■ **Exercise aim**: Would you print out every entry exactly as given?

*** Data in this exercise ***

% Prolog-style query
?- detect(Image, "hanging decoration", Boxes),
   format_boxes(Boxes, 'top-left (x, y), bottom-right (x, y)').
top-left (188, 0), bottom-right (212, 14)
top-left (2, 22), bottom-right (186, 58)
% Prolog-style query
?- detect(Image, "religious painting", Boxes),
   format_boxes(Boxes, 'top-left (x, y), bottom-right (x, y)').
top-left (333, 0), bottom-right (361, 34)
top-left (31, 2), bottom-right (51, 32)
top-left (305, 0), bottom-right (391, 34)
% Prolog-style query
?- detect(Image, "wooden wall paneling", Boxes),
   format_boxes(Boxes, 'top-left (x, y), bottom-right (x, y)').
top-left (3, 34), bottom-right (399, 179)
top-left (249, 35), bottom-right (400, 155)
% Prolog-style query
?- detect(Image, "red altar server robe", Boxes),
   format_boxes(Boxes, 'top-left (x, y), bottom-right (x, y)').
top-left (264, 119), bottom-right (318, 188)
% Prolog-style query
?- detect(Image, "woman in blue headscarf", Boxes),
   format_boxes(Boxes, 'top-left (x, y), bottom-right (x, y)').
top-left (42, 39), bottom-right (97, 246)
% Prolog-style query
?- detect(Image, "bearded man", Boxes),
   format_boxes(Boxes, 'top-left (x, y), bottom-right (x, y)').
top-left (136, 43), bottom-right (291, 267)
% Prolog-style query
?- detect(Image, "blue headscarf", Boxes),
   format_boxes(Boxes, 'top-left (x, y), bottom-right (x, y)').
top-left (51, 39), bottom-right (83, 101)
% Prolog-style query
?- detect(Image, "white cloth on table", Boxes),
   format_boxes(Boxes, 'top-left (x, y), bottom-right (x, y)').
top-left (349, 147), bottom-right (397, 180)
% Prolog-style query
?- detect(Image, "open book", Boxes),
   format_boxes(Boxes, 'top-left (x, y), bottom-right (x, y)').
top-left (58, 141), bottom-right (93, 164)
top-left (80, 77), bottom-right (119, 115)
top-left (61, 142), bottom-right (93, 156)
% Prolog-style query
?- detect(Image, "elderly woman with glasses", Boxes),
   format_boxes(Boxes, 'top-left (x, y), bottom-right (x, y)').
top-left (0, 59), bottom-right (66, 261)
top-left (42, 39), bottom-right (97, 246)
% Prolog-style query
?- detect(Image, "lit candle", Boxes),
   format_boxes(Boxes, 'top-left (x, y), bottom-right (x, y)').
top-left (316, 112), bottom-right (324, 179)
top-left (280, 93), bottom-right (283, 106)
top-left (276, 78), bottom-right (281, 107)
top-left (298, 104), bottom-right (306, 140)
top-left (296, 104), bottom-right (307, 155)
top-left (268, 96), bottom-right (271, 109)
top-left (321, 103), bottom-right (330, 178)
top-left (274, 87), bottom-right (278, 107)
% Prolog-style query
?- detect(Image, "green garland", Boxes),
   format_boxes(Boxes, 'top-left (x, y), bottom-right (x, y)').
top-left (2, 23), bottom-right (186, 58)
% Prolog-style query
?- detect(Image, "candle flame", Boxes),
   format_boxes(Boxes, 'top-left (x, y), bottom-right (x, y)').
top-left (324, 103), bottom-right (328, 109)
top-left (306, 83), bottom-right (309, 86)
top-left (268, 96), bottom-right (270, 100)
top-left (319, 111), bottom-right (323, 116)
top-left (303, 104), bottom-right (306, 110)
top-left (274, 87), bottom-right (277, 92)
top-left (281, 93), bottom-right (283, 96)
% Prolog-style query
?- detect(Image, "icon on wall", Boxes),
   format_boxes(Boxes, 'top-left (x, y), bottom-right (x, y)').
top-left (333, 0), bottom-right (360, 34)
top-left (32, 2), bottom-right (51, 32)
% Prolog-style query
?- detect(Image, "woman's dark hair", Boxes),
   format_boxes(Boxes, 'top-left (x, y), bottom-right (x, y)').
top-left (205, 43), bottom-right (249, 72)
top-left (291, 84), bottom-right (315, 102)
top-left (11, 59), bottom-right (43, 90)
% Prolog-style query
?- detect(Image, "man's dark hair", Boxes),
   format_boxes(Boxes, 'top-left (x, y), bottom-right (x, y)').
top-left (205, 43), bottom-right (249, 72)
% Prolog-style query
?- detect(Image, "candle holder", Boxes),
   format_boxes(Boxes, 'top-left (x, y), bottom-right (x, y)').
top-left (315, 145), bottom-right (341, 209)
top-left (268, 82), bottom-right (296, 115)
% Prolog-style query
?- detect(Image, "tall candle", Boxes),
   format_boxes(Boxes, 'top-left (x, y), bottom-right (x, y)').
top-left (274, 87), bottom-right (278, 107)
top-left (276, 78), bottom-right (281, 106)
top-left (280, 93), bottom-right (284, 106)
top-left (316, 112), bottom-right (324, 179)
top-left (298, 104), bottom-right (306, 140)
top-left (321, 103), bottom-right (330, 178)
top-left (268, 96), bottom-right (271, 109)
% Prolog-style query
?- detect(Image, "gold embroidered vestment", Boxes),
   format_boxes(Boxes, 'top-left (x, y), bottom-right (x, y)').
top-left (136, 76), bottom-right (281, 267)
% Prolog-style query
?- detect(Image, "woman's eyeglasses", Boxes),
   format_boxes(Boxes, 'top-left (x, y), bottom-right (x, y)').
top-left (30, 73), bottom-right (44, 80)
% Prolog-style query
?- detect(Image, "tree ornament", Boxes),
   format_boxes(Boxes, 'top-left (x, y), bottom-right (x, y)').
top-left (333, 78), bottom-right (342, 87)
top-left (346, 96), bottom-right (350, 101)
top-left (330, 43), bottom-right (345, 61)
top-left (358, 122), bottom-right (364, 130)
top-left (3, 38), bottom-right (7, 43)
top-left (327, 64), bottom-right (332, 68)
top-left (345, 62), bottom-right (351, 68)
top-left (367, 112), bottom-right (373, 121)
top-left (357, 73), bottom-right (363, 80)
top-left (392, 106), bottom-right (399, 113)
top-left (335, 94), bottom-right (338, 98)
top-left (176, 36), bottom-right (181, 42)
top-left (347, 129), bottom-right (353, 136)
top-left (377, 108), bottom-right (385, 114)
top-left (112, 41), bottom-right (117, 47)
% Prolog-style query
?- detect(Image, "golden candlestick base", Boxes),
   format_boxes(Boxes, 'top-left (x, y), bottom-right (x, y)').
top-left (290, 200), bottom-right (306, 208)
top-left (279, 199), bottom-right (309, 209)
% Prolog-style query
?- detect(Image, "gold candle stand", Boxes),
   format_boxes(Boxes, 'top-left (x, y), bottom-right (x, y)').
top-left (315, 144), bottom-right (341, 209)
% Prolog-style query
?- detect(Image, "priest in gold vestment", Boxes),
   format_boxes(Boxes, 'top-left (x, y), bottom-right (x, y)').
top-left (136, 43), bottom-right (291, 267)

***

■ **Response below**:
% Prolog-style query
?- detect(Image, "hanging decoration", Boxes),
   format_boxes(Boxes, 'top-left (x, y), bottom-right (x, y)').
top-left (188, 0), bottom-right (212, 14)
top-left (2, 22), bottom-right (186, 58)
% Prolog-style query
?- detect(Image, "religious painting", Boxes),
   format_boxes(Boxes, 'top-left (x, y), bottom-right (x, y)').
top-left (333, 0), bottom-right (361, 34)
top-left (31, 2), bottom-right (51, 32)
top-left (305, 0), bottom-right (391, 34)
% Prolog-style query
?- detect(Image, "wooden wall paneling", Boxes),
   format_boxes(Boxes, 'top-left (x, y), bottom-right (x, y)').
top-left (3, 34), bottom-right (399, 179)
top-left (249, 35), bottom-right (400, 155)
% Prolog-style query
?- detect(Image, "red altar server robe", Boxes),
   format_boxes(Boxes, 'top-left (x, y), bottom-right (x, y)').
top-left (264, 119), bottom-right (318, 188)
% Prolog-style query
?- detect(Image, "woman in blue headscarf", Boxes),
   format_boxes(Boxes, 'top-left (x, y), bottom-right (x, y)').
top-left (42, 39), bottom-right (97, 246)
% Prolog-style query
?- detect(Image, "bearded man", Boxes),
   format_boxes(Boxes, 'top-left (x, y), bottom-right (x, y)').
top-left (136, 43), bottom-right (291, 267)
% Prolog-style query
?- detect(Image, "blue headscarf", Boxes),
   format_boxes(Boxes, 'top-left (x, y), bottom-right (x, y)').
top-left (51, 39), bottom-right (83, 101)
% Prolog-style query
?- detect(Image, "white cloth on table", Boxes),
   format_boxes(Boxes, 'top-left (x, y), bottom-right (x, y)').
top-left (349, 147), bottom-right (397, 180)
% Prolog-style query
?- detect(Image, "open book", Boxes),
   format_boxes(Boxes, 'top-left (x, y), bottom-right (x, y)').
top-left (58, 141), bottom-right (93, 164)
top-left (80, 77), bottom-right (119, 115)
top-left (61, 142), bottom-right (93, 156)
% Prolog-style query
?- detect(Image, "elderly woman with glasses", Boxes),
   format_boxes(Boxes, 'top-left (x, y), bottom-right (x, y)').
top-left (0, 59), bottom-right (66, 261)
top-left (42, 39), bottom-right (97, 246)
% Prolog-style query
?- detect(Image, "lit candle", Boxes),
   format_boxes(Boxes, 'top-left (x, y), bottom-right (x, y)').
top-left (316, 112), bottom-right (324, 179)
top-left (280, 93), bottom-right (283, 106)
top-left (276, 78), bottom-right (281, 107)
top-left (298, 104), bottom-right (306, 140)
top-left (296, 104), bottom-right (307, 155)
top-left (268, 96), bottom-right (271, 109)
top-left (321, 103), bottom-right (330, 178)
top-left (274, 87), bottom-right (278, 107)
% Prolog-style query
?- detect(Image, "green garland", Boxes),
   format_boxes(Boxes, 'top-left (x, y), bottom-right (x, y)').
top-left (2, 23), bottom-right (186, 58)
% Prolog-style query
?- detect(Image, "candle flame", Boxes),
   format_boxes(Boxes, 'top-left (x, y), bottom-right (x, y)').
top-left (324, 103), bottom-right (328, 109)
top-left (306, 83), bottom-right (309, 86)
top-left (268, 96), bottom-right (270, 100)
top-left (319, 111), bottom-right (323, 116)
top-left (303, 104), bottom-right (306, 110)
top-left (274, 87), bottom-right (277, 92)
top-left (281, 93), bottom-right (283, 96)
% Prolog-style query
?- detect(Image, "icon on wall", Boxes),
   format_boxes(Boxes, 'top-left (x, y), bottom-right (x, y)').
top-left (333, 0), bottom-right (360, 34)
top-left (32, 2), bottom-right (51, 32)
% Prolog-style query
?- detect(Image, "woman's dark hair", Boxes),
   format_boxes(Boxes, 'top-left (x, y), bottom-right (x, y)').
top-left (205, 43), bottom-right (249, 72)
top-left (291, 84), bottom-right (315, 102)
top-left (11, 59), bottom-right (43, 90)
% Prolog-style query
?- detect(Image, "man's dark hair", Boxes),
   format_boxes(Boxes, 'top-left (x, y), bottom-right (x, y)').
top-left (205, 43), bottom-right (249, 72)
% Prolog-style query
?- detect(Image, "candle holder", Boxes),
   format_boxes(Boxes, 'top-left (x, y), bottom-right (x, y)').
top-left (315, 145), bottom-right (341, 209)
top-left (268, 82), bottom-right (296, 115)
% Prolog-style query
?- detect(Image, "tall candle", Boxes),
   format_boxes(Boxes, 'top-left (x, y), bottom-right (x, y)').
top-left (274, 87), bottom-right (278, 107)
top-left (276, 78), bottom-right (281, 106)
top-left (280, 93), bottom-right (284, 106)
top-left (316, 112), bottom-right (324, 179)
top-left (298, 104), bottom-right (306, 140)
top-left (321, 103), bottom-right (330, 178)
top-left (268, 96), bottom-right (271, 109)
% Prolog-style query
?- detect(Image, "gold embroidered vestment", Boxes),
   format_boxes(Boxes, 'top-left (x, y), bottom-right (x, y)').
top-left (136, 76), bottom-right (281, 267)
% Prolog-style query
?- detect(Image, "woman's eyeglasses", Boxes),
   format_boxes(Boxes, 'top-left (x, y), bottom-right (x, y)').
top-left (30, 73), bottom-right (44, 80)
% Prolog-style query
?- detect(Image, "tree ornament", Boxes),
   format_boxes(Boxes, 'top-left (x, y), bottom-right (x, y)').
top-left (333, 78), bottom-right (342, 87)
top-left (346, 96), bottom-right (350, 101)
top-left (330, 43), bottom-right (345, 61)
top-left (358, 122), bottom-right (364, 130)
top-left (3, 38), bottom-right (7, 43)
top-left (327, 64), bottom-right (332, 68)
top-left (345, 62), bottom-right (351, 68)
top-left (367, 112), bottom-right (373, 121)
top-left (357, 73), bottom-right (363, 80)
top-left (392, 106), bottom-right (399, 113)
top-left (335, 94), bottom-right (338, 98)
top-left (176, 36), bottom-right (181, 42)
top-left (347, 129), bottom-right (353, 136)
top-left (377, 108), bottom-right (385, 114)
top-left (112, 41), bottom-right (117, 47)
% Prolog-style query
?- detect(Image, "golden candlestick base", Boxes),
   format_boxes(Boxes, 'top-left (x, y), bottom-right (x, y)').
top-left (290, 200), bottom-right (306, 208)
top-left (279, 199), bottom-right (309, 209)
% Prolog-style query
?- detect(Image, "gold candle stand", Boxes),
   format_boxes(Boxes, 'top-left (x, y), bottom-right (x, y)').
top-left (315, 144), bottom-right (341, 209)
% Prolog-style query
?- detect(Image, "priest in gold vestment", Boxes),
   format_boxes(Boxes, 'top-left (x, y), bottom-right (x, y)').
top-left (136, 43), bottom-right (291, 267)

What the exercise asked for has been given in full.